Material provided:

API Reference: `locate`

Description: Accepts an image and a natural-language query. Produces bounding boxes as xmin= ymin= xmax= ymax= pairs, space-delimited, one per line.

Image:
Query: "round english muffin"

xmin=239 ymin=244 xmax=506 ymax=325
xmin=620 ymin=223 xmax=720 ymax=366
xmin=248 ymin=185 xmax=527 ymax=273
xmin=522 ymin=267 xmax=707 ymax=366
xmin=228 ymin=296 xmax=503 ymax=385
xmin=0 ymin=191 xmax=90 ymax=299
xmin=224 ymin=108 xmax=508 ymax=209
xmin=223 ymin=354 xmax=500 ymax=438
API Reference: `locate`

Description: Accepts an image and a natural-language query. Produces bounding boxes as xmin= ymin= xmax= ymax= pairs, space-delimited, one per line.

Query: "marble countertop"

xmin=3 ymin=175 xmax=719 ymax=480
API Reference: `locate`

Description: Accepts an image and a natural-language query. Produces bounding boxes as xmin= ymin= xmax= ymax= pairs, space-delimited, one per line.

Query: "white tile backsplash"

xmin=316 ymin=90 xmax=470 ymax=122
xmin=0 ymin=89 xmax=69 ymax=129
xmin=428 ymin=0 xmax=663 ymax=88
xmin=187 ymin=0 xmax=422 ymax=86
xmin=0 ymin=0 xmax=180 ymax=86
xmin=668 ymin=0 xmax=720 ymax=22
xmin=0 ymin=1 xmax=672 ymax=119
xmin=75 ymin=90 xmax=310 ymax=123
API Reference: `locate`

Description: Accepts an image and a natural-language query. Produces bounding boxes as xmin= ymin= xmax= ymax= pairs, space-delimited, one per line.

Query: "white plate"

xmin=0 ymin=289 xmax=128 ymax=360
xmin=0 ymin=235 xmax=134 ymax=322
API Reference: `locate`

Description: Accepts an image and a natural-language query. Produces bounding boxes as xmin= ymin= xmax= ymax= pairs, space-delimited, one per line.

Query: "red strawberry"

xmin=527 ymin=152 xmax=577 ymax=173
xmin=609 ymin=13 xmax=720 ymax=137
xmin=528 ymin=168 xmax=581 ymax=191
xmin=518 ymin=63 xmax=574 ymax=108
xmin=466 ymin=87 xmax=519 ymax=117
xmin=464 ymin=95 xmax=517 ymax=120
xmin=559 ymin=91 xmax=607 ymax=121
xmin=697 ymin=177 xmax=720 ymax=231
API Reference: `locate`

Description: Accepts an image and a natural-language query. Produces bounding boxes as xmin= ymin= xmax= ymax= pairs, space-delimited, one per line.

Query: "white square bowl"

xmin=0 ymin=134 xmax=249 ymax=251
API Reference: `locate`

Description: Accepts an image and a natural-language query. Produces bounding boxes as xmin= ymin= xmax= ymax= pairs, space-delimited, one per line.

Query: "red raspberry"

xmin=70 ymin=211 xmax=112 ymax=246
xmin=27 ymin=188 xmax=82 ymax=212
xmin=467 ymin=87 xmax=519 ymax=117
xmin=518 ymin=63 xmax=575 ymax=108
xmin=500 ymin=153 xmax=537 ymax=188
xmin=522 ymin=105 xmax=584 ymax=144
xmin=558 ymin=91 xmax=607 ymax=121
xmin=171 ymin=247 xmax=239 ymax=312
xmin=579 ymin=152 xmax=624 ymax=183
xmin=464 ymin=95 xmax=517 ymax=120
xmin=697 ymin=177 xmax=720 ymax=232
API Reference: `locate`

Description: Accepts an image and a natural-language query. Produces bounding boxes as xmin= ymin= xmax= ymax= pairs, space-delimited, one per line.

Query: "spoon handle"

Task item: Transcribe, exactly and completely, all of the entries.

Exercise result:
API Reference: `locate`

Description: Accepts an image and a natural-language query. Produces bounding boxes as xmin= ymin= xmax= ymax= pairs, space-delimited, one per line.

Image:
Query: "round english muffin"

xmin=239 ymin=244 xmax=506 ymax=325
xmin=620 ymin=223 xmax=720 ymax=366
xmin=248 ymin=185 xmax=527 ymax=273
xmin=522 ymin=267 xmax=707 ymax=366
xmin=228 ymin=296 xmax=503 ymax=385
xmin=0 ymin=191 xmax=90 ymax=299
xmin=224 ymin=108 xmax=508 ymax=209
xmin=223 ymin=354 xmax=500 ymax=438
API Reference: `locate`

Description: Accepts an image and a natural-language query. Produces bounding boxes as xmin= ymin= xmax= ymax= pairs, space-delimited, one per line.

Query: "marble countertop"

xmin=3 ymin=175 xmax=719 ymax=480
API Reference: `locate`

Description: Accepts an image and a natural-language query. Produces bounding boxes as xmin= ymin= xmax= ymax= pairs, space-delimited, one per line.

Query: "white tile backsplash"

xmin=316 ymin=90 xmax=470 ymax=122
xmin=0 ymin=89 xmax=69 ymax=129
xmin=428 ymin=0 xmax=663 ymax=88
xmin=187 ymin=0 xmax=422 ymax=86
xmin=0 ymin=0 xmax=180 ymax=86
xmin=668 ymin=0 xmax=720 ymax=22
xmin=0 ymin=1 xmax=672 ymax=119
xmin=75 ymin=90 xmax=310 ymax=123
API Reference: `locate`

Description: Accepts an image and a natural-language query. Produces bounding boxes as xmin= ymin= xmax= ymax= pairs, space-delimited, one per line.

Query: "white plate"

xmin=0 ymin=289 xmax=128 ymax=360
xmin=0 ymin=235 xmax=134 ymax=322
API Reference: `locate`

Description: Accepts an image and a natural-language query. Produces bounding boxes as xmin= ymin= xmax= ymax= pairs, space-delimited, one per line.

Query: "red strawberry"

xmin=527 ymin=152 xmax=577 ymax=173
xmin=609 ymin=13 xmax=720 ymax=137
xmin=528 ymin=168 xmax=581 ymax=191
xmin=518 ymin=63 xmax=574 ymax=108
xmin=466 ymin=87 xmax=519 ymax=117
xmin=464 ymin=95 xmax=517 ymax=120
xmin=559 ymin=91 xmax=607 ymax=121
xmin=697 ymin=177 xmax=720 ymax=231
API Reference: `locate`

Description: Accepts an image and a natural-language query. Produces bounding boxes as xmin= ymin= xmax= ymax= pairs, space-delimited, one per line.

Query: "white square bowl"

xmin=0 ymin=134 xmax=249 ymax=251
API Reference: `locate`

Description: Accepts an image and a natural-language query. Produces bounding boxes as xmin= ymin= xmax= ymax= pairs, space-delimited, one per line.

Query: "red raspberry"

xmin=70 ymin=211 xmax=112 ymax=246
xmin=27 ymin=188 xmax=82 ymax=212
xmin=467 ymin=87 xmax=519 ymax=117
xmin=518 ymin=63 xmax=575 ymax=108
xmin=500 ymin=153 xmax=537 ymax=188
xmin=522 ymin=105 xmax=584 ymax=144
xmin=558 ymin=91 xmax=607 ymax=121
xmin=171 ymin=247 xmax=239 ymax=312
xmin=579 ymin=152 xmax=624 ymax=183
xmin=464 ymin=95 xmax=517 ymax=120
xmin=697 ymin=177 xmax=720 ymax=232
API Reference: `locate`

Description: Accepts an image and a natural-language query. Produces bounding boxes as xmin= ymin= xmax= ymax= pairs, space-delimited, one per line.

Query: "spoon handle"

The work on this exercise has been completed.